(Location identification items)

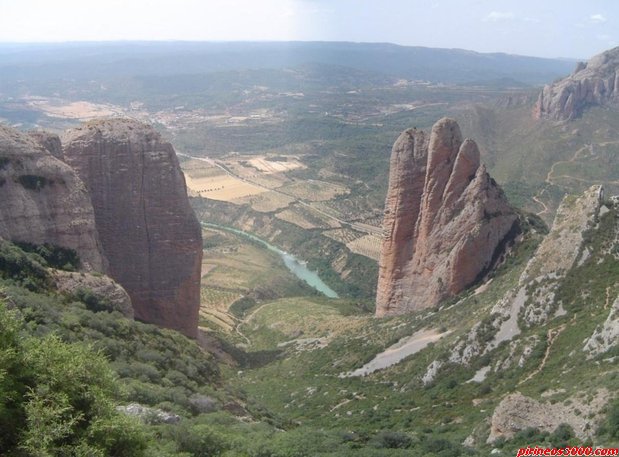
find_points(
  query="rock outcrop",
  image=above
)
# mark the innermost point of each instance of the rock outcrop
(593, 83)
(109, 294)
(605, 336)
(446, 221)
(148, 231)
(42, 199)
(517, 412)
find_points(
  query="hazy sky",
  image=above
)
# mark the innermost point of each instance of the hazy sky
(549, 28)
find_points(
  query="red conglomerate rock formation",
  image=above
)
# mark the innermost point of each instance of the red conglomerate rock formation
(148, 231)
(446, 221)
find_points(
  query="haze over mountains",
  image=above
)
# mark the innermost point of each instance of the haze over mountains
(498, 322)
(31, 62)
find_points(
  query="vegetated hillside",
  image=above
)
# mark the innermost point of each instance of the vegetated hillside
(462, 394)
(347, 273)
(446, 399)
(538, 161)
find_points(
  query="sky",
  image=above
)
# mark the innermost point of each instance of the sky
(545, 28)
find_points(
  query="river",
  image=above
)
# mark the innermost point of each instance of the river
(296, 266)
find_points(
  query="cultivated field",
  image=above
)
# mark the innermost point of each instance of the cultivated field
(306, 218)
(221, 187)
(367, 245)
(313, 190)
(272, 166)
(342, 235)
(266, 202)
(76, 110)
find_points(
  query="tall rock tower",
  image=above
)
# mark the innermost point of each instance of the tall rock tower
(446, 221)
(149, 233)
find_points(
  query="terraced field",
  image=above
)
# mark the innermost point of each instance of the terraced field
(367, 245)
(266, 202)
(313, 190)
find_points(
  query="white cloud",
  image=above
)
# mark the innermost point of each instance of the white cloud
(495, 16)
(597, 18)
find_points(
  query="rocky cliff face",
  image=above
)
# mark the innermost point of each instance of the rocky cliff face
(42, 200)
(445, 220)
(148, 231)
(593, 83)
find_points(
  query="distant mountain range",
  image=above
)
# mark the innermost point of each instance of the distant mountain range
(113, 59)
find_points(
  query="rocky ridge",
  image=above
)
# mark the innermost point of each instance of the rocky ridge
(44, 200)
(148, 231)
(593, 83)
(446, 221)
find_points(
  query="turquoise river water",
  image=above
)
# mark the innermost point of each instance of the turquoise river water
(296, 266)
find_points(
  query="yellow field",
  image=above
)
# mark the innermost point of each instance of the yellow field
(313, 190)
(266, 202)
(368, 246)
(221, 187)
(271, 166)
(75, 110)
(343, 235)
(294, 217)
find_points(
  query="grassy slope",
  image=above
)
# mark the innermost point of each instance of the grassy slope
(310, 392)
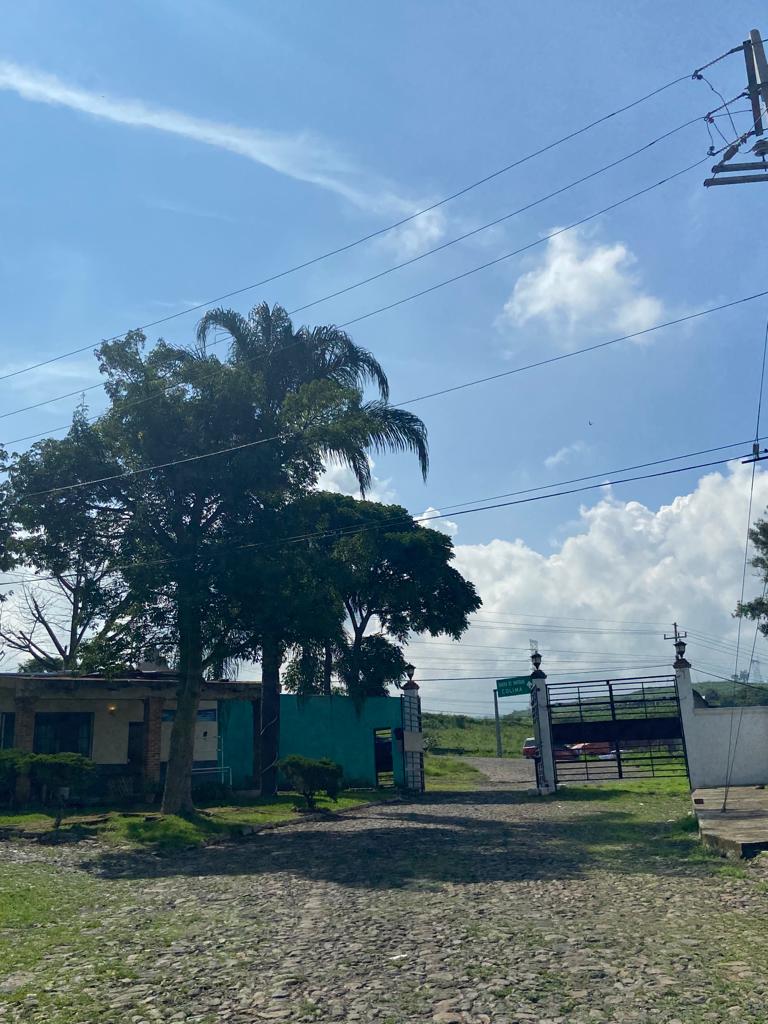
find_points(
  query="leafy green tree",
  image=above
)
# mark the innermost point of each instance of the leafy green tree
(312, 384)
(391, 574)
(282, 402)
(67, 536)
(6, 532)
(757, 609)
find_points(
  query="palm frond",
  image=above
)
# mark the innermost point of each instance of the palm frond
(224, 320)
(392, 429)
(337, 357)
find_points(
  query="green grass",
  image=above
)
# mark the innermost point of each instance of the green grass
(441, 772)
(464, 735)
(166, 834)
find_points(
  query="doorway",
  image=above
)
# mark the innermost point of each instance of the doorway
(384, 760)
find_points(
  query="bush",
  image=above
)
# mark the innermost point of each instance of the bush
(12, 764)
(51, 772)
(309, 777)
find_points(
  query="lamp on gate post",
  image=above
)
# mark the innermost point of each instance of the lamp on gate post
(411, 685)
(681, 662)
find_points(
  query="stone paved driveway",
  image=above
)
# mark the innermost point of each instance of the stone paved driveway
(486, 907)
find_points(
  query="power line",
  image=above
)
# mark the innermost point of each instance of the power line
(731, 759)
(372, 235)
(416, 259)
(456, 387)
(500, 259)
(363, 527)
(582, 351)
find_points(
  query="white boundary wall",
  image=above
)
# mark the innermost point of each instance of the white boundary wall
(710, 731)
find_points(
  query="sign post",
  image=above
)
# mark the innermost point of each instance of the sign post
(513, 686)
(510, 686)
(499, 751)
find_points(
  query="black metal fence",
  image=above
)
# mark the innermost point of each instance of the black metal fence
(616, 728)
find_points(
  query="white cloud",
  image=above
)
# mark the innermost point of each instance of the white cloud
(339, 479)
(580, 285)
(444, 525)
(302, 156)
(565, 454)
(626, 566)
(417, 236)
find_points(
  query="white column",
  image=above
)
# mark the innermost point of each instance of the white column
(540, 709)
(413, 739)
(697, 753)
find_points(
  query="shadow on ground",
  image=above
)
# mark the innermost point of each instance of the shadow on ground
(443, 838)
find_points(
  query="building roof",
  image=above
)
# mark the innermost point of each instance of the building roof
(135, 684)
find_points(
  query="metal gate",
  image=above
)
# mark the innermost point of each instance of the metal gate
(616, 728)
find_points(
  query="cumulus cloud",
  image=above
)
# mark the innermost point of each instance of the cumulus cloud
(303, 156)
(444, 525)
(565, 454)
(601, 602)
(417, 236)
(580, 284)
(339, 479)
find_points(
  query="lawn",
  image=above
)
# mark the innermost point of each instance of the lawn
(442, 772)
(165, 834)
(464, 735)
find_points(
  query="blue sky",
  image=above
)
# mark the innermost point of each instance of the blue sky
(283, 130)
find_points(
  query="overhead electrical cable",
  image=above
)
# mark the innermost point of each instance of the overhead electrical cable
(409, 262)
(379, 231)
(455, 387)
(364, 527)
(733, 743)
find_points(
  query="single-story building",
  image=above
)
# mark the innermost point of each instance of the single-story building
(124, 725)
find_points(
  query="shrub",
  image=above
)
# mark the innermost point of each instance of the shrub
(12, 764)
(309, 777)
(50, 772)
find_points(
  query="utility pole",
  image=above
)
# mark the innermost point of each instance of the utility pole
(499, 751)
(676, 635)
(757, 90)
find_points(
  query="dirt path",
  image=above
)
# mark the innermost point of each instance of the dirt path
(507, 771)
(485, 907)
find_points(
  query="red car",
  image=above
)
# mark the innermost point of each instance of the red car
(529, 750)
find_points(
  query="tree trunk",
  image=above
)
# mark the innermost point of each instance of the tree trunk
(354, 676)
(271, 657)
(328, 668)
(177, 793)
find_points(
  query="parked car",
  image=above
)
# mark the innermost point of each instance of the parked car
(562, 753)
(593, 749)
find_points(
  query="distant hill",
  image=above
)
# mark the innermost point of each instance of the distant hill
(463, 734)
(722, 693)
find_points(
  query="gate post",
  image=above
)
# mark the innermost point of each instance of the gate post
(546, 779)
(685, 702)
(413, 739)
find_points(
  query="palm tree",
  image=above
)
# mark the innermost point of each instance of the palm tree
(338, 424)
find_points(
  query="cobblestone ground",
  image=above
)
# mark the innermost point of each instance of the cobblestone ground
(486, 907)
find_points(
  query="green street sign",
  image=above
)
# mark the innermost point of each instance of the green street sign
(513, 686)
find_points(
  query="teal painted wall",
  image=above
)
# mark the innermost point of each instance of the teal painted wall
(236, 741)
(317, 727)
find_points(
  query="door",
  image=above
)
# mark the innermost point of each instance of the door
(135, 748)
(383, 757)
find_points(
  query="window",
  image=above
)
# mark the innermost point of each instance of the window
(59, 732)
(7, 723)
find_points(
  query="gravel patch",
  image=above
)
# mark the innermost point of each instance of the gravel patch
(484, 907)
(507, 771)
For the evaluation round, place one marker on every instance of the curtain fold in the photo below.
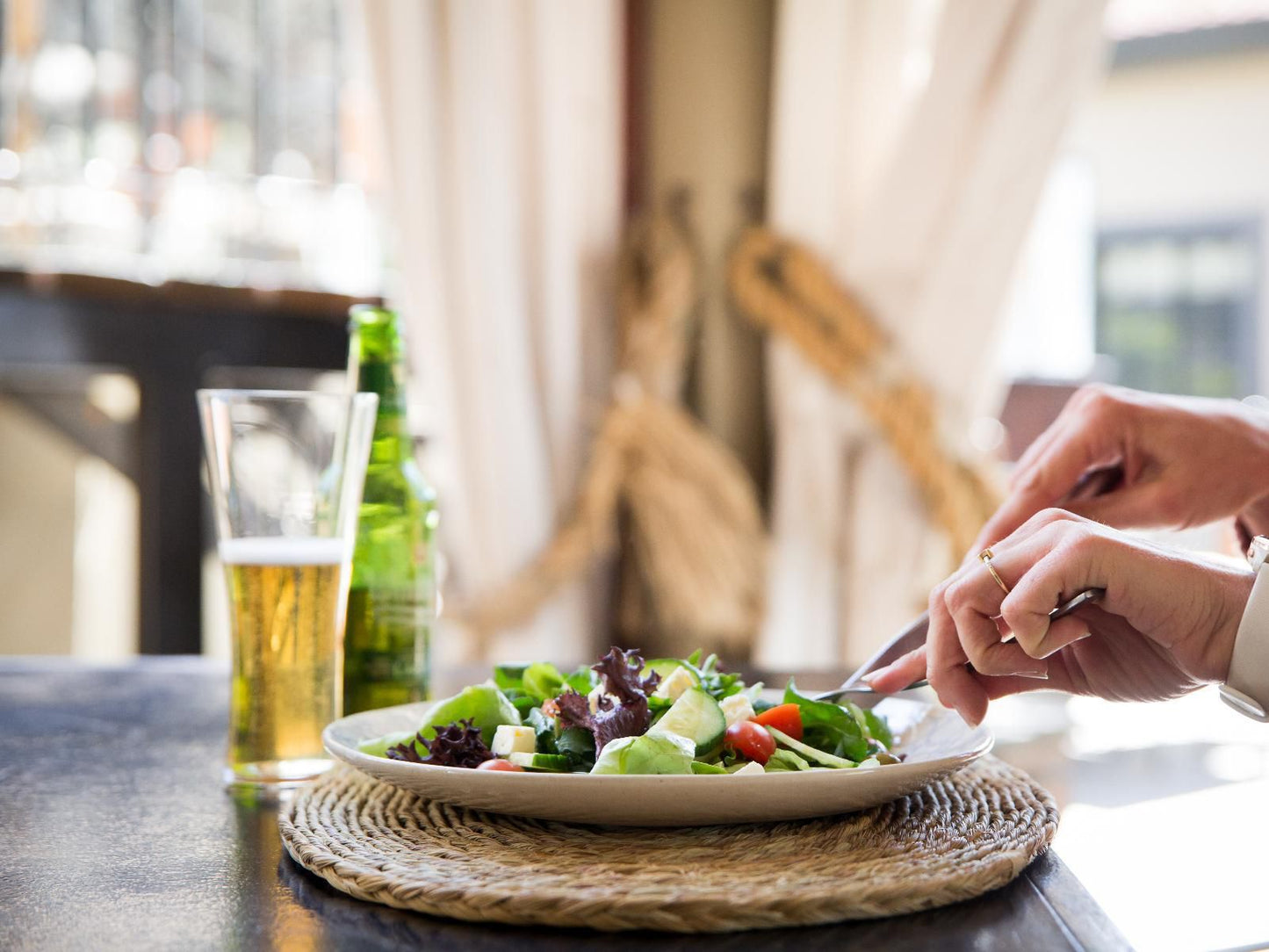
(910, 141)
(501, 127)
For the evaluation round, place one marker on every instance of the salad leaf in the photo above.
(581, 679)
(712, 678)
(827, 726)
(579, 746)
(542, 681)
(878, 729)
(786, 761)
(509, 677)
(484, 704)
(653, 753)
(455, 746)
(608, 723)
(619, 672)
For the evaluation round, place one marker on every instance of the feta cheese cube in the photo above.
(679, 681)
(509, 739)
(736, 709)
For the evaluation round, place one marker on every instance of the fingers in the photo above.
(1088, 435)
(963, 616)
(1136, 507)
(957, 689)
(1070, 566)
(898, 674)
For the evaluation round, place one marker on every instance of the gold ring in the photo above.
(985, 556)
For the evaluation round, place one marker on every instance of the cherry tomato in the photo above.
(786, 718)
(498, 764)
(750, 740)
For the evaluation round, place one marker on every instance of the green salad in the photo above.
(626, 715)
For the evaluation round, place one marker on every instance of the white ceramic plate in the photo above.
(935, 743)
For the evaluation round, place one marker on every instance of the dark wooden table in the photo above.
(116, 833)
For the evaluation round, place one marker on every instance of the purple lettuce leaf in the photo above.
(455, 746)
(621, 675)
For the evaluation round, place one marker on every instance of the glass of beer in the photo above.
(285, 471)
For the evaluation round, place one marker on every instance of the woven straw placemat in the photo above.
(955, 840)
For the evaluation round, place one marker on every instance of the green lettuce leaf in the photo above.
(827, 726)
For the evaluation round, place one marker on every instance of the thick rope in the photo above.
(786, 290)
(696, 530)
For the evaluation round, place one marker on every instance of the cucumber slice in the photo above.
(553, 763)
(697, 767)
(810, 753)
(698, 718)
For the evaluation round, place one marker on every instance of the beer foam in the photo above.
(283, 551)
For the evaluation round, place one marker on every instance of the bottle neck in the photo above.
(377, 365)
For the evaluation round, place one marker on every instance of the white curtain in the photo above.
(910, 141)
(502, 136)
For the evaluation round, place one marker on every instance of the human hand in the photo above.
(1186, 461)
(1164, 627)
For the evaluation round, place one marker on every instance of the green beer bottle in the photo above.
(393, 597)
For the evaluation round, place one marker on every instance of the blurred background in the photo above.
(193, 191)
(1015, 197)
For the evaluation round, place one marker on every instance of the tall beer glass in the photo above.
(285, 471)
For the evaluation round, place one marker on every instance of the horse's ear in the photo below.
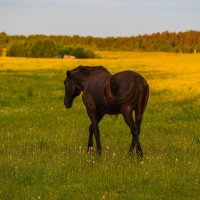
(114, 86)
(68, 74)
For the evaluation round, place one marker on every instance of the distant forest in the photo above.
(83, 46)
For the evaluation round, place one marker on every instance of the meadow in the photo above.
(43, 145)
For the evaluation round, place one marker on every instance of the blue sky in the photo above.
(98, 17)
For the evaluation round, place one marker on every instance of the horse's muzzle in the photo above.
(67, 105)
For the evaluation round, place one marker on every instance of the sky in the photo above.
(98, 17)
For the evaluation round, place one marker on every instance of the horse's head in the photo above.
(71, 90)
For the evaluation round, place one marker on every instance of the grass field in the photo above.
(43, 145)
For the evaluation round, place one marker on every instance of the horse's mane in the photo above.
(88, 69)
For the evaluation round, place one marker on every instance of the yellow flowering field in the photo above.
(43, 145)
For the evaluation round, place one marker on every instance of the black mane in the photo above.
(88, 69)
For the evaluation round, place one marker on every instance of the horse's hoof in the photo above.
(98, 152)
(90, 150)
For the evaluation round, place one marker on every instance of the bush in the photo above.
(77, 52)
(36, 48)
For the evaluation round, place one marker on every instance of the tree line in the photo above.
(79, 46)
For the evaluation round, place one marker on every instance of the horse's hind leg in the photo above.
(135, 138)
(139, 111)
(94, 129)
(90, 141)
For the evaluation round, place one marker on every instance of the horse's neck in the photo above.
(81, 79)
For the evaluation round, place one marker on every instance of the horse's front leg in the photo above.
(90, 141)
(94, 129)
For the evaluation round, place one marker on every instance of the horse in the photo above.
(104, 93)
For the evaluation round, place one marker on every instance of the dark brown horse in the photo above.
(103, 93)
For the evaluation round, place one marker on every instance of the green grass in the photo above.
(43, 145)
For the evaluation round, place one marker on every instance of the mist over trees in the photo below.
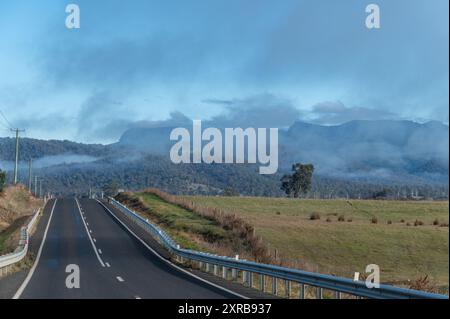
(299, 182)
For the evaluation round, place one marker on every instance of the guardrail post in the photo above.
(224, 272)
(244, 277)
(287, 287)
(302, 291)
(319, 293)
(274, 286)
(234, 271)
(262, 282)
(179, 258)
(216, 270)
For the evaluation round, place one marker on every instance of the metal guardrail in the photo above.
(320, 281)
(22, 249)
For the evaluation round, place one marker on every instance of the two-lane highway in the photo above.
(112, 262)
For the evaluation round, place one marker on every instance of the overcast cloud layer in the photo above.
(239, 63)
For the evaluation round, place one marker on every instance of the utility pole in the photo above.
(30, 174)
(35, 186)
(16, 165)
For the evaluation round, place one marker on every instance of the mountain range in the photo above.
(362, 152)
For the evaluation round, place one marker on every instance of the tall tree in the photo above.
(299, 182)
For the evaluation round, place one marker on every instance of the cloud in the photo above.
(263, 110)
(337, 113)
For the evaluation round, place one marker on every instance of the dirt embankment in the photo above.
(16, 207)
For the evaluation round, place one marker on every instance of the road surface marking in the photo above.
(90, 238)
(30, 274)
(167, 261)
(120, 279)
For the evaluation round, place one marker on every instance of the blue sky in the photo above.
(252, 62)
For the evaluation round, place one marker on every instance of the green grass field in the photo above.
(403, 252)
(187, 228)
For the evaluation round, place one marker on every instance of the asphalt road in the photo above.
(112, 263)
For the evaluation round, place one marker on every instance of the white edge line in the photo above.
(24, 285)
(89, 235)
(168, 261)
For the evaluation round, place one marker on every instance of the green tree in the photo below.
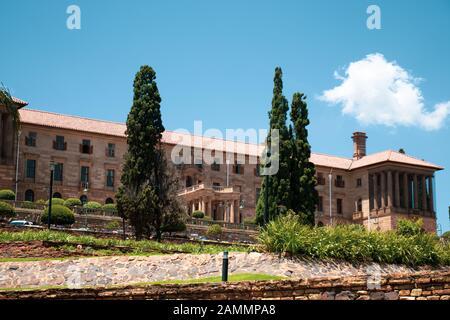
(304, 196)
(147, 196)
(279, 183)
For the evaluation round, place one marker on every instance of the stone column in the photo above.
(430, 192)
(375, 191)
(390, 186)
(397, 189)
(383, 189)
(416, 191)
(406, 190)
(424, 193)
(232, 211)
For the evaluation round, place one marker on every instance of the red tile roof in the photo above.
(56, 120)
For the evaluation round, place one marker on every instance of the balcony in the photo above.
(339, 183)
(59, 146)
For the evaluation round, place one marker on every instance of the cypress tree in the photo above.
(147, 196)
(279, 183)
(304, 196)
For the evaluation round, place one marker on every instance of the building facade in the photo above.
(373, 190)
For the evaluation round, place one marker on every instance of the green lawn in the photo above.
(137, 247)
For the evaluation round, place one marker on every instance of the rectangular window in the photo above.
(110, 178)
(31, 168)
(359, 182)
(84, 175)
(339, 206)
(85, 146)
(58, 173)
(111, 151)
(59, 143)
(320, 204)
(30, 140)
(339, 182)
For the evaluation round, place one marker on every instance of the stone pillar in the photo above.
(397, 189)
(375, 190)
(406, 190)
(430, 192)
(423, 180)
(416, 192)
(390, 187)
(232, 211)
(383, 189)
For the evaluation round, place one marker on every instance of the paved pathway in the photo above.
(130, 269)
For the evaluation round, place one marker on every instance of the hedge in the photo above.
(6, 210)
(7, 194)
(61, 215)
(72, 202)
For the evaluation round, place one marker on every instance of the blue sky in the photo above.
(215, 62)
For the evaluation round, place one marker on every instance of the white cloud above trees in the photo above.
(381, 92)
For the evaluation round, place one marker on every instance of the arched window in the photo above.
(188, 181)
(29, 195)
(83, 199)
(359, 205)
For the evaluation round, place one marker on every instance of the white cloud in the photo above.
(376, 91)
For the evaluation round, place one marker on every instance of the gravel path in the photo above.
(132, 269)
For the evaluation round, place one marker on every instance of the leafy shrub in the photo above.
(409, 228)
(287, 234)
(61, 215)
(110, 207)
(72, 202)
(250, 220)
(113, 225)
(6, 210)
(214, 230)
(29, 205)
(7, 194)
(198, 214)
(446, 236)
(93, 205)
(178, 226)
(57, 201)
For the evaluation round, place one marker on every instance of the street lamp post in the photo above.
(330, 177)
(52, 169)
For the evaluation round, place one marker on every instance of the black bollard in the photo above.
(225, 266)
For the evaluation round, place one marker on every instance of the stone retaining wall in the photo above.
(419, 286)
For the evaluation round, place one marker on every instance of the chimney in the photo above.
(359, 145)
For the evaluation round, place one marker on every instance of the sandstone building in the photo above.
(374, 190)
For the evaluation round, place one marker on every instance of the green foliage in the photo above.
(139, 247)
(178, 226)
(57, 201)
(148, 196)
(113, 225)
(7, 194)
(6, 210)
(93, 205)
(60, 215)
(110, 207)
(352, 243)
(214, 230)
(72, 202)
(293, 186)
(198, 214)
(408, 228)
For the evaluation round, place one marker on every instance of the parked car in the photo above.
(20, 223)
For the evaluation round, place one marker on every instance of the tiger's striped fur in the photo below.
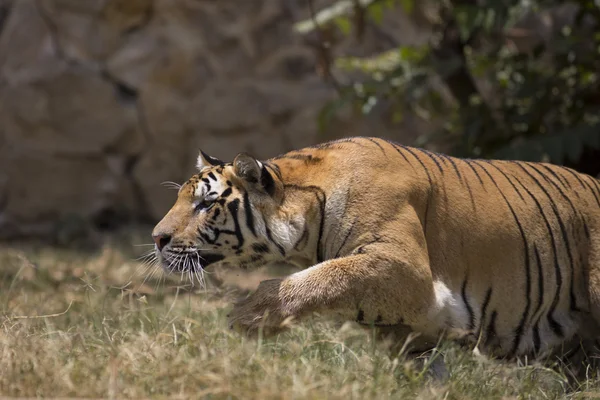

== Your objective ==
Reproduce verbatim every line starting at the line that holds "building in the photo above." and ending with the final line of the data; omit the pictures.

== Written response ==
For the evaluation round, place one marker on every instance of the sandstone building in the photo above.
(374, 190)
For the evaluation round, place one marker on every instance of the green foliage in the photo above.
(139, 247)
(178, 226)
(57, 201)
(148, 196)
(113, 225)
(7, 194)
(6, 210)
(93, 205)
(60, 215)
(110, 207)
(352, 243)
(214, 230)
(72, 202)
(293, 186)
(198, 214)
(408, 228)
For the evaluation round, place one marker on every instance of the parked car in the photo above.
(20, 223)
For the evaluation round, place one marker on every instance of the tiger's striped fur in the photo below.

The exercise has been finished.